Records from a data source
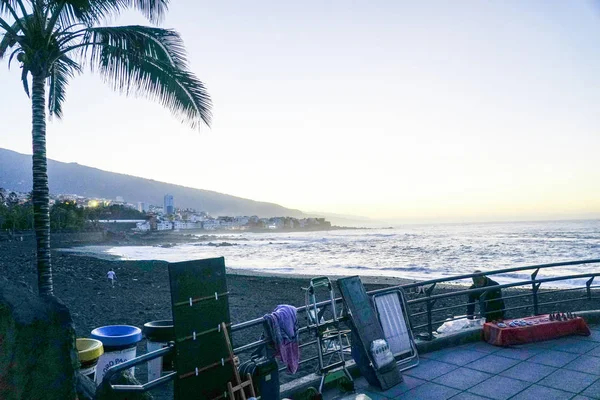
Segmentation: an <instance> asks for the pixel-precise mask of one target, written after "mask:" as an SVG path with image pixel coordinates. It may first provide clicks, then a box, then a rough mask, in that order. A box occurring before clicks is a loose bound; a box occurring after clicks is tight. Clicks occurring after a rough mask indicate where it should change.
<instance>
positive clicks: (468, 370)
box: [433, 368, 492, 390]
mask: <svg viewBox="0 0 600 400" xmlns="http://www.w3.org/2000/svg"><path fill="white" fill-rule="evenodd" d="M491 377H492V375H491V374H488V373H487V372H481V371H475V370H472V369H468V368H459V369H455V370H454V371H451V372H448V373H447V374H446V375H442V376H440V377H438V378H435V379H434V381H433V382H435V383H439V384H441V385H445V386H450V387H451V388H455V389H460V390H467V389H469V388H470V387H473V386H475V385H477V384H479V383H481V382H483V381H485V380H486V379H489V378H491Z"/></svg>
* * *
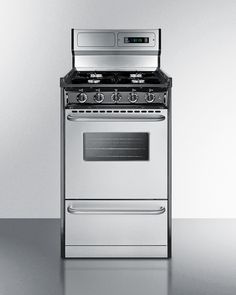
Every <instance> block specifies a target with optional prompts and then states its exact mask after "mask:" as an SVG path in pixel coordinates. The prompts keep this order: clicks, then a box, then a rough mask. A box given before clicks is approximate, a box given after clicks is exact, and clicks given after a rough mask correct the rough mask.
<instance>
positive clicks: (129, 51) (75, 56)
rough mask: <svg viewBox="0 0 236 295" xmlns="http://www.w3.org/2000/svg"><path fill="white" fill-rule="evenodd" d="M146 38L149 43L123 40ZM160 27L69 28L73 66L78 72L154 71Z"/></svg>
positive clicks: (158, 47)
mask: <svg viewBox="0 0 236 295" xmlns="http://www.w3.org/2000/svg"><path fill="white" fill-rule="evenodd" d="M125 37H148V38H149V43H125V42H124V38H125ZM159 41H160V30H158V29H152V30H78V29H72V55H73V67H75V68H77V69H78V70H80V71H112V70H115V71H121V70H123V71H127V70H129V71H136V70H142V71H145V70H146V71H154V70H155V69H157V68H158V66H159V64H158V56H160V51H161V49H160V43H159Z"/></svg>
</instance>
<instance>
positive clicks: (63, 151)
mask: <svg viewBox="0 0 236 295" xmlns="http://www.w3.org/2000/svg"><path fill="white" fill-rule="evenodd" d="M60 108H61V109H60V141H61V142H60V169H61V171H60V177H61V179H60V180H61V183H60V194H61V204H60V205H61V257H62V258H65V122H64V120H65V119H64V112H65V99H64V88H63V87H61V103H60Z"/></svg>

# Description of the task
Switch "target" to "object" in the material, beginning at the line that has "Every <instance> block" and stopping after the line that has "positive clicks: (129, 51) (75, 56)". Give back only those lines, with everything else unchanged.

# Task solution
Every <instance> block specifies a object with optional prompts and then states its exact mask after "mask:" as an SVG path in pixel coordinates. The prompts keep this order: clicks, then a box, then a rough mask. A box given before clicks is approximate, a box given after clicks is exact, and clicks given after a rough mask correct the rough mask.
<instance>
positive clicks: (129, 51) (75, 56)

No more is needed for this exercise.